Goal of the exercise – Go through the data line by line and count the lines that hold "below". Reply with the total only.
══════════════════════════════
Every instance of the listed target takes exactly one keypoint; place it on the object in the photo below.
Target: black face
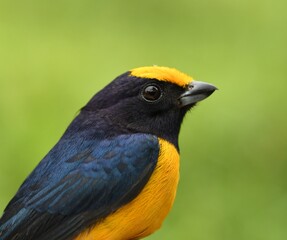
(139, 106)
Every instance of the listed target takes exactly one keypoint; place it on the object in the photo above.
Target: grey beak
(196, 91)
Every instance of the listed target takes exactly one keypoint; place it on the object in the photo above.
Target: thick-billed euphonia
(113, 175)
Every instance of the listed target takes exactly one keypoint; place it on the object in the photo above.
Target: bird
(114, 173)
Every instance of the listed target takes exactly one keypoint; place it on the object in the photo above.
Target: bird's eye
(151, 93)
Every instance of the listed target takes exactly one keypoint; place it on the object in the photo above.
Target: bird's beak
(196, 91)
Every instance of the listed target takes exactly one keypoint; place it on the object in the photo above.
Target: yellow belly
(145, 214)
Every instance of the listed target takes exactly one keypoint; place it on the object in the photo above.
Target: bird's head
(148, 100)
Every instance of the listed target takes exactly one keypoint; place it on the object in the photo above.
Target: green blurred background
(54, 55)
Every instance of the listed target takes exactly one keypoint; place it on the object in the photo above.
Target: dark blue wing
(78, 184)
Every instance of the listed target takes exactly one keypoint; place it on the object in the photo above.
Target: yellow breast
(145, 214)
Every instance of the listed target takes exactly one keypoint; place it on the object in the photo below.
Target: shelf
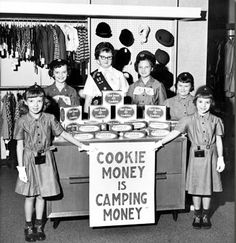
(98, 10)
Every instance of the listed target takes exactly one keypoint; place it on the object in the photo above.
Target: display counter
(73, 169)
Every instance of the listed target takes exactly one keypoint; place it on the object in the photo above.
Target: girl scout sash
(101, 83)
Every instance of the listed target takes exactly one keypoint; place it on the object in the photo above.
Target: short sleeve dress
(151, 93)
(180, 107)
(37, 136)
(202, 177)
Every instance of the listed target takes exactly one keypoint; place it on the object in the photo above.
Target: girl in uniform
(182, 104)
(114, 79)
(60, 94)
(206, 161)
(146, 90)
(38, 177)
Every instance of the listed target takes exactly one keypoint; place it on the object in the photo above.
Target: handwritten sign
(121, 184)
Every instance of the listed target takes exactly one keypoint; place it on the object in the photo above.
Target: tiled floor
(77, 230)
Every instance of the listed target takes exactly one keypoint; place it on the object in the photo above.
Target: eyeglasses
(106, 58)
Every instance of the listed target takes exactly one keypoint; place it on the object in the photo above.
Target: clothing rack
(9, 88)
(42, 18)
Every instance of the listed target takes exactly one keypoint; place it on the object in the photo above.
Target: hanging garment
(229, 69)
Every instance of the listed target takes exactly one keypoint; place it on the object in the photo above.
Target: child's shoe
(206, 223)
(29, 233)
(197, 222)
(40, 235)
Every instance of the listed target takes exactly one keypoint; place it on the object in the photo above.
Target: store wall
(188, 54)
(192, 44)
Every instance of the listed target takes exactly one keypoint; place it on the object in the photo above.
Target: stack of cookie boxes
(114, 119)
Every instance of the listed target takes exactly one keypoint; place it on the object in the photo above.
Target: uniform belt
(41, 151)
(202, 147)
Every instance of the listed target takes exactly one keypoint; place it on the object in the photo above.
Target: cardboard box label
(113, 97)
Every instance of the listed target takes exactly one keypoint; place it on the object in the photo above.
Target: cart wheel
(175, 215)
(56, 223)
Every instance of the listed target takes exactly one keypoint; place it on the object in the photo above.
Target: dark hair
(57, 64)
(34, 91)
(103, 46)
(185, 77)
(144, 55)
(204, 92)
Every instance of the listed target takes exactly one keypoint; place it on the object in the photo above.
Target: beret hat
(103, 30)
(126, 37)
(162, 57)
(164, 37)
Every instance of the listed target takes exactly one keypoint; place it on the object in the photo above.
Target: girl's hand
(83, 147)
(22, 173)
(158, 145)
(220, 166)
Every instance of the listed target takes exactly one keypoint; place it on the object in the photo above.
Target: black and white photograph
(117, 121)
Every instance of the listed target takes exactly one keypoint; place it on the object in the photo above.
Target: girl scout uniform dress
(66, 97)
(37, 135)
(202, 177)
(153, 93)
(180, 107)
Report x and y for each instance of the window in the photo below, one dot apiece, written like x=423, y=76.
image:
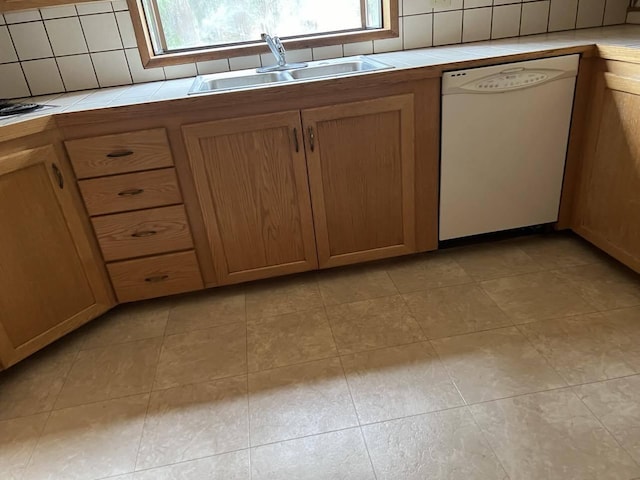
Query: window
x=193, y=30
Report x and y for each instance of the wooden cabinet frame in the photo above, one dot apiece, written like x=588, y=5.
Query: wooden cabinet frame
x=403, y=107
x=68, y=208
x=608, y=227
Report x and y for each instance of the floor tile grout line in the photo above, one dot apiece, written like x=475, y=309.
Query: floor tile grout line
x=150, y=394
x=35, y=447
x=339, y=355
x=366, y=447
x=355, y=410
x=486, y=439
x=606, y=429
x=451, y=379
x=72, y=362
x=246, y=338
x=195, y=459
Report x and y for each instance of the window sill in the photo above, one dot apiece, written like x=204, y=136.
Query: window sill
x=151, y=60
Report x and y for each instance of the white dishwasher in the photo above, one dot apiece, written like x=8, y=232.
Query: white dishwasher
x=504, y=139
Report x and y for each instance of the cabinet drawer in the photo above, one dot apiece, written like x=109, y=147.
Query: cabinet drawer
x=147, y=232
x=155, y=276
x=120, y=153
x=133, y=191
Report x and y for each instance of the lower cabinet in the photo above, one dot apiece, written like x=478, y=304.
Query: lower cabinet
x=608, y=207
x=293, y=191
x=361, y=170
x=250, y=176
x=51, y=280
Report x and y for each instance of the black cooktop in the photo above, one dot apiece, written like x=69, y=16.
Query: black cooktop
x=10, y=108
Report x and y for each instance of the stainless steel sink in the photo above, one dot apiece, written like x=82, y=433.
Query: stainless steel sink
x=337, y=68
x=211, y=83
x=249, y=78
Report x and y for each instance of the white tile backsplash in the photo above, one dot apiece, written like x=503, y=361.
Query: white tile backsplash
x=590, y=13
x=418, y=31
x=101, y=32
x=562, y=15
x=535, y=18
x=30, y=40
x=92, y=45
x=506, y=21
x=66, y=36
x=43, y=76
x=476, y=24
x=111, y=68
x=447, y=27
x=7, y=52
x=13, y=84
x=615, y=12
x=77, y=72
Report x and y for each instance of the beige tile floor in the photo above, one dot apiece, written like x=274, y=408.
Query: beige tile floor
x=512, y=360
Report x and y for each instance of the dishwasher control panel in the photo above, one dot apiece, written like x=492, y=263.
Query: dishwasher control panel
x=510, y=80
x=508, y=77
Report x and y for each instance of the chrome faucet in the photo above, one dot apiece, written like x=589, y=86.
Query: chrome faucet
x=276, y=47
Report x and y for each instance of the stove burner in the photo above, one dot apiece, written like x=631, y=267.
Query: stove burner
x=7, y=108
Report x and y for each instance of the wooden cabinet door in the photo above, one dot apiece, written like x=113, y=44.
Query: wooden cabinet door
x=361, y=169
x=250, y=176
x=608, y=212
x=50, y=278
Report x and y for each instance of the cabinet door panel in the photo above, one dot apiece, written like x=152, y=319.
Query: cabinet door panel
x=49, y=281
x=361, y=164
x=252, y=187
x=609, y=207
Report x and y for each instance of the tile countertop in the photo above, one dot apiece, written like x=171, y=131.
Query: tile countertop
x=622, y=36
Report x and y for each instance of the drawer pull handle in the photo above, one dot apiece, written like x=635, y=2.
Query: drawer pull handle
x=312, y=139
x=295, y=139
x=58, y=174
x=156, y=279
x=123, y=153
x=131, y=192
x=144, y=233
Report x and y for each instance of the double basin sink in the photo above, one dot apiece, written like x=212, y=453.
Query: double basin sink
x=320, y=69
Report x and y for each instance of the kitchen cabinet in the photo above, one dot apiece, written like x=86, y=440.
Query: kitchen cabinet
x=250, y=177
x=51, y=278
x=130, y=188
x=608, y=206
x=258, y=183
x=361, y=171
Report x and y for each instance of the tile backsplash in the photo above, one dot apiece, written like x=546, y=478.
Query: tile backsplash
x=92, y=45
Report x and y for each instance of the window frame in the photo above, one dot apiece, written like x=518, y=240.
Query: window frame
x=390, y=29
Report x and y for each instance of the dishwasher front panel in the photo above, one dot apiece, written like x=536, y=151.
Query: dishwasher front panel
x=503, y=157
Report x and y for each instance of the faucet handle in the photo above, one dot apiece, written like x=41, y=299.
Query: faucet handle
x=279, y=45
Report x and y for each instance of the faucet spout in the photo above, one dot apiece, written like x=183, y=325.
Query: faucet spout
x=276, y=47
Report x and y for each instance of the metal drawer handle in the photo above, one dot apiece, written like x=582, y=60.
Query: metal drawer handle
x=144, y=233
x=131, y=192
x=295, y=139
x=156, y=279
x=123, y=153
x=312, y=139
x=58, y=175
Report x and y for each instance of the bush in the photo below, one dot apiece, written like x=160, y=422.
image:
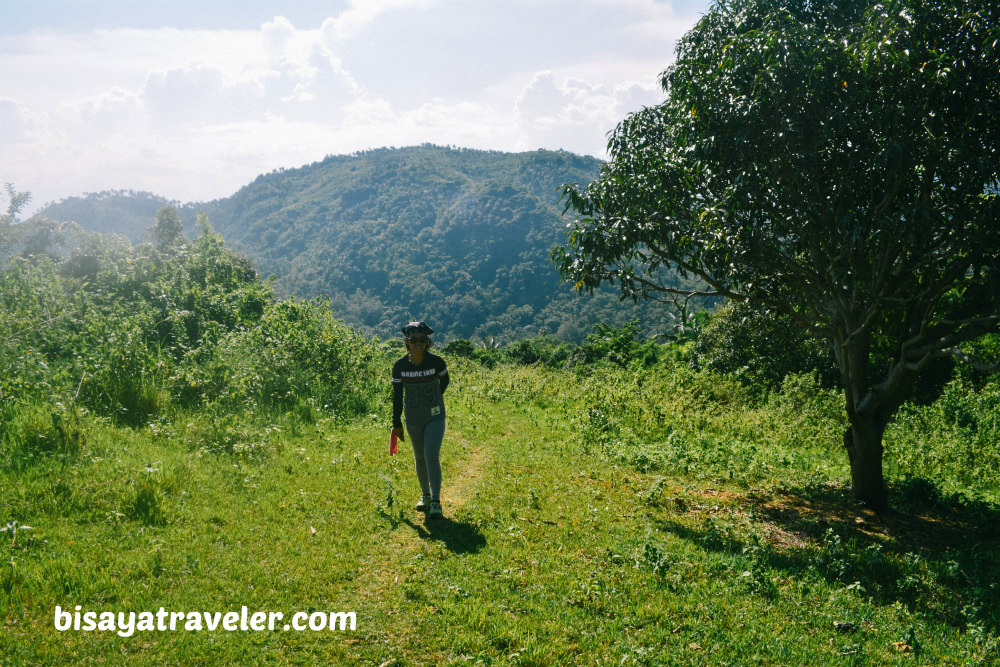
══════════════════════════════
Exercise response – 4